Stored items:
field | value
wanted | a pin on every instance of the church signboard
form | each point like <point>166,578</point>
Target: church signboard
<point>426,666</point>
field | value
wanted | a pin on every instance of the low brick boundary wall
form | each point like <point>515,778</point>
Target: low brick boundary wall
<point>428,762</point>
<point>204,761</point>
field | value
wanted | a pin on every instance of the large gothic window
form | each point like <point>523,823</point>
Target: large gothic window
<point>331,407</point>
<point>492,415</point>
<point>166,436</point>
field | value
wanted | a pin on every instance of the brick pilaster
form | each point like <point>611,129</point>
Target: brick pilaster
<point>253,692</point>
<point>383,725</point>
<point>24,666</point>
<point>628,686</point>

§ WORK TO COMPLETE:
Gather every line above that contains the word "boundary", and copy each one out.

§ RESPONSE:
wanted | a pin on every instance of the low brick boundary wall
Target: low brick boundary wall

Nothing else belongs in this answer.